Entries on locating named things
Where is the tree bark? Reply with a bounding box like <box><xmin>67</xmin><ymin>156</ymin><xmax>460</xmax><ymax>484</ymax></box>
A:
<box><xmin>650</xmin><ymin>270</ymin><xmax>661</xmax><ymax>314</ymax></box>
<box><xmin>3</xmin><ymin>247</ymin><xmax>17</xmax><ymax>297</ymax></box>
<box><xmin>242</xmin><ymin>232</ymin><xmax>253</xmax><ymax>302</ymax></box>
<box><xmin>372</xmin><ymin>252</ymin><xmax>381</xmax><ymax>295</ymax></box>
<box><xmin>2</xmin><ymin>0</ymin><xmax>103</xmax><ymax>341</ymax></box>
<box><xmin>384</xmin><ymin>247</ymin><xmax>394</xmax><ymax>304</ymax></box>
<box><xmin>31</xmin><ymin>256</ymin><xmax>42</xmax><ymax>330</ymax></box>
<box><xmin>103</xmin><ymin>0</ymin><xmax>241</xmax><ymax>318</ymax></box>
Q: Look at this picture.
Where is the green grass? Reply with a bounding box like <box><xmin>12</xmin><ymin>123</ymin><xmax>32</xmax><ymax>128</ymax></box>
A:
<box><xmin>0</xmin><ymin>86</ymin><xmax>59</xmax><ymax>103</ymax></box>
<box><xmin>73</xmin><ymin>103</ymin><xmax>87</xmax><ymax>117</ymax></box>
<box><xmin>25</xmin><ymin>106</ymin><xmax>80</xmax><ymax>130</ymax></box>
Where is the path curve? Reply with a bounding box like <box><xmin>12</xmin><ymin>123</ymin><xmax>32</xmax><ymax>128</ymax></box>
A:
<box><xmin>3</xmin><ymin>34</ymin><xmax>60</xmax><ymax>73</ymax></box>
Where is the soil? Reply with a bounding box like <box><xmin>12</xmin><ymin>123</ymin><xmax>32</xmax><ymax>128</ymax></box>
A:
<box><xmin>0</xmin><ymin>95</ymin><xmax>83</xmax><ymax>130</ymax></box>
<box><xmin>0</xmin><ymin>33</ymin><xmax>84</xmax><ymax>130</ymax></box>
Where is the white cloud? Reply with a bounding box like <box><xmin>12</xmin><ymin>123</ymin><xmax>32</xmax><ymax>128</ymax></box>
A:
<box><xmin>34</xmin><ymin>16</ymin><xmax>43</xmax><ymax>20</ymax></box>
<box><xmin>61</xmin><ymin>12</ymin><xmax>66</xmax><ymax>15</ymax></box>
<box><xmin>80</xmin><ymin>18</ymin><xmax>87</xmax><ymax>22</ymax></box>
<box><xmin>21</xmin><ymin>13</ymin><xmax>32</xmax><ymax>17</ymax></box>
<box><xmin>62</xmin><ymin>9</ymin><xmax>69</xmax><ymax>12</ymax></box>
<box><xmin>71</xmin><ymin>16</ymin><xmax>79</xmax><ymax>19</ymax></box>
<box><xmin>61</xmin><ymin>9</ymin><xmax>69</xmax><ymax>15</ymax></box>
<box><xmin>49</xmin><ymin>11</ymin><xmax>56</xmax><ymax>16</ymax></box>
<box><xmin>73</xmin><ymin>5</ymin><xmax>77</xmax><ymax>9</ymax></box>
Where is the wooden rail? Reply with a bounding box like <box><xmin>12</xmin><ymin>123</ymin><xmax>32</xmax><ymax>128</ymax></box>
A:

_Work instructions_
Rewrite the material above with every "Reply" changed to "Respond", leaving everything else as it is.

_Result below_
Where is the tree bark? Respond with a bounding box like <box><xmin>67</xmin><ymin>156</ymin><xmax>460</xmax><ymax>484</ymax></box>
A:
<box><xmin>650</xmin><ymin>270</ymin><xmax>661</xmax><ymax>314</ymax></box>
<box><xmin>3</xmin><ymin>247</ymin><xmax>17</xmax><ymax>297</ymax></box>
<box><xmin>242</xmin><ymin>232</ymin><xmax>253</xmax><ymax>302</ymax></box>
<box><xmin>372</xmin><ymin>252</ymin><xmax>381</xmax><ymax>295</ymax></box>
<box><xmin>2</xmin><ymin>0</ymin><xmax>103</xmax><ymax>341</ymax></box>
<box><xmin>384</xmin><ymin>247</ymin><xmax>394</xmax><ymax>304</ymax></box>
<box><xmin>31</xmin><ymin>256</ymin><xmax>42</xmax><ymax>330</ymax></box>
<box><xmin>103</xmin><ymin>0</ymin><xmax>241</xmax><ymax>318</ymax></box>
Q: Look at this picture.
Where is the green grass? Respond with a bounding box like <box><xmin>12</xmin><ymin>123</ymin><xmax>32</xmax><ymax>128</ymax></box>
A:
<box><xmin>0</xmin><ymin>86</ymin><xmax>59</xmax><ymax>103</ymax></box>
<box><xmin>73</xmin><ymin>103</ymin><xmax>87</xmax><ymax>117</ymax></box>
<box><xmin>25</xmin><ymin>106</ymin><xmax>80</xmax><ymax>130</ymax></box>
Where is the path curve? Respond with a bounding box like <box><xmin>12</xmin><ymin>123</ymin><xmax>32</xmax><ymax>128</ymax></box>
A:
<box><xmin>3</xmin><ymin>34</ymin><xmax>60</xmax><ymax>73</ymax></box>
Where is the soil? Respond with a bounding box like <box><xmin>12</xmin><ymin>123</ymin><xmax>32</xmax><ymax>128</ymax></box>
A:
<box><xmin>0</xmin><ymin>95</ymin><xmax>83</xmax><ymax>130</ymax></box>
<box><xmin>0</xmin><ymin>33</ymin><xmax>84</xmax><ymax>130</ymax></box>
Where is the white cloud? Respond with a bounding box like <box><xmin>12</xmin><ymin>123</ymin><xmax>32</xmax><ymax>128</ymax></box>
A:
<box><xmin>34</xmin><ymin>16</ymin><xmax>43</xmax><ymax>20</ymax></box>
<box><xmin>61</xmin><ymin>12</ymin><xmax>66</xmax><ymax>15</ymax></box>
<box><xmin>80</xmin><ymin>18</ymin><xmax>87</xmax><ymax>22</ymax></box>
<box><xmin>21</xmin><ymin>13</ymin><xmax>32</xmax><ymax>17</ymax></box>
<box><xmin>62</xmin><ymin>9</ymin><xmax>69</xmax><ymax>12</ymax></box>
<box><xmin>71</xmin><ymin>16</ymin><xmax>79</xmax><ymax>19</ymax></box>
<box><xmin>61</xmin><ymin>9</ymin><xmax>69</xmax><ymax>15</ymax></box>
<box><xmin>49</xmin><ymin>11</ymin><xmax>56</xmax><ymax>16</ymax></box>
<box><xmin>73</xmin><ymin>5</ymin><xmax>77</xmax><ymax>9</ymax></box>
Where is the wooden rail? Respond with a bounding box like <box><xmin>12</xmin><ymin>123</ymin><xmax>32</xmax><ymax>128</ymax></box>
A:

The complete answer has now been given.